** SUPPLIED TEXT **
>> start

Pay to park2/4/2015
In virtually any city of respectable size, there will likely be a parking meter. The further away from the downtown corridor you get, the less likely you are to see them due to the increase in residential parking and businesses with parking lots, but most downtowns are full of them. Des Moines is no different.
For as many parking meters as there are in the city — 4,000, according to the Department of Traffic and Transportation — it seems reasonable to expect that the city makes a tidy profit off the little buggers. Turns out, not so much.
“It has never been intended to be a profit-making proposition,” Traffic Facilities Administrator Mike Berry said of the city’s parking situation. “It has always been intended to break even.”
The whole point of the parking meters, Berry went on to say, is twofold. The first is to help regulate parking downtown. Metered parking keeps people from camping out in the good spots: 55 percent of the city’s parking meters have 10-hour limits so people who work downtown can feed it and forget it. But Berry says those are located primarily on the edges of the downtown core. The closer in you get to the good stuff, the shorter the times become. So if you’re looking to lock down one of the spots around municipal buildings or between the Des Moines River and 10th street, you’re either going to run out every two hours to plunk in more money, move or get ticketed.
If you choose the first option, you’re going to feel the difference in your change drawer, too. The city sets the pricing on the meters to further encourage turnover in those prime, downtown spots: paying for an hour of meter parking in the East Village will run you 60 cents. By Gateway Park, it’ll jump to 75 cents. But park on Court Avenue, and that rate becomes $1.25.

>> end

** ENTRIES SUPPLIED **
>> start

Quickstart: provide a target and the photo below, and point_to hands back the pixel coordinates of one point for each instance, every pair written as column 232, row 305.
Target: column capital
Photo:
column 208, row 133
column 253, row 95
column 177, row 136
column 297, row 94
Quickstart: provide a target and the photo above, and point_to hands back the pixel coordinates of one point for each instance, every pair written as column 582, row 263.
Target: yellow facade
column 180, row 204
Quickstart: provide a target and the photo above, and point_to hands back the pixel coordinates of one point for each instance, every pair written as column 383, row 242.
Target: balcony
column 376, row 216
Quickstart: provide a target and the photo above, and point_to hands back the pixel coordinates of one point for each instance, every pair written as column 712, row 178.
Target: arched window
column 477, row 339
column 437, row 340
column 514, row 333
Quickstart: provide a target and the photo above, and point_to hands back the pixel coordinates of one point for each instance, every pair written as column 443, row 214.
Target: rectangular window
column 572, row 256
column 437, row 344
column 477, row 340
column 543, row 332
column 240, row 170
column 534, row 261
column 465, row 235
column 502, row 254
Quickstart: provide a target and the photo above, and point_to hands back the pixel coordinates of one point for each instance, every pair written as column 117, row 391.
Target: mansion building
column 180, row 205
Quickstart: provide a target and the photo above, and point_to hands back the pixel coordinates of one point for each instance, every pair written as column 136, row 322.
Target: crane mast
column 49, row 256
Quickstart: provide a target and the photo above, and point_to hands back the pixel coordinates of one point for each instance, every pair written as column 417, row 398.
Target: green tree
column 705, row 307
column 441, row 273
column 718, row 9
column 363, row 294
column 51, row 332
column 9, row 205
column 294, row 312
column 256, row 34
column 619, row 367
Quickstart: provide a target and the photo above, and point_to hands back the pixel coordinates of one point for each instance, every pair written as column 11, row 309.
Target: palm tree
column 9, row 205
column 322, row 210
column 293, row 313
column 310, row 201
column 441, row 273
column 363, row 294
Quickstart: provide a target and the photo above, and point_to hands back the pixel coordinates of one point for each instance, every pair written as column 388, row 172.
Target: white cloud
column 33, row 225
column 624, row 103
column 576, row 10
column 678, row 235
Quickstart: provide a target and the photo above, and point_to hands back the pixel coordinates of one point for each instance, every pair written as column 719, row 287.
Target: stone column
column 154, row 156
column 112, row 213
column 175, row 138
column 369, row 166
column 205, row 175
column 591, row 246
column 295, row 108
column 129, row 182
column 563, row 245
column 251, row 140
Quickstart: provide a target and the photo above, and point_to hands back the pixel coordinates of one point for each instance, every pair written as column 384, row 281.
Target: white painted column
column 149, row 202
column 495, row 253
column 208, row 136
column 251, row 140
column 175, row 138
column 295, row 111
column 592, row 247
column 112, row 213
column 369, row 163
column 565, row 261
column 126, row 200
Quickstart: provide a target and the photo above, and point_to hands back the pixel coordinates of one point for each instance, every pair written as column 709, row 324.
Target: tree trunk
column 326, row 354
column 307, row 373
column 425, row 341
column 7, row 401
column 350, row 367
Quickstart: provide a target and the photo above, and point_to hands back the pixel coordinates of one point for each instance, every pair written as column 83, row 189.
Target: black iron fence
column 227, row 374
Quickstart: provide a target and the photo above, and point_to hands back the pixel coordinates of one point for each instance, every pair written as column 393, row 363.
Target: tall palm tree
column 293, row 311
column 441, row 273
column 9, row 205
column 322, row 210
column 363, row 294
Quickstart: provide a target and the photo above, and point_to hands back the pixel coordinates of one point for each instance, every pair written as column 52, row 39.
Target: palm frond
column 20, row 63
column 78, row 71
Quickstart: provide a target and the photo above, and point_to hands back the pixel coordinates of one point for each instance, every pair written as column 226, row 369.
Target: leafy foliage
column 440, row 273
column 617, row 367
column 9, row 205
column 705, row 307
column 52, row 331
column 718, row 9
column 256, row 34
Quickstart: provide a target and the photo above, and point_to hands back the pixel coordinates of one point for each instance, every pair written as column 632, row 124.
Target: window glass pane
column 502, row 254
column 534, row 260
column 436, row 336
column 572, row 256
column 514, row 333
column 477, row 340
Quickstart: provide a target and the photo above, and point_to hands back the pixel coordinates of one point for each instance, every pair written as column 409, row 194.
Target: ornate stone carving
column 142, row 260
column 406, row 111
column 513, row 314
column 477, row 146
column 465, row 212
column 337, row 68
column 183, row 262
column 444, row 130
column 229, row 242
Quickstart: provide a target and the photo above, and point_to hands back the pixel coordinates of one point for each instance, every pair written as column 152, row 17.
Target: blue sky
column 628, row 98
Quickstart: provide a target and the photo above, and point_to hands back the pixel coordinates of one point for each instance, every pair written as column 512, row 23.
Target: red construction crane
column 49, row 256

>> end

** WHAT THE TASK ASKS **
In the parking meter article, what does an hour of meter parking on Court Avenue cost?

** WRITTEN SOLUTION **
$1.25.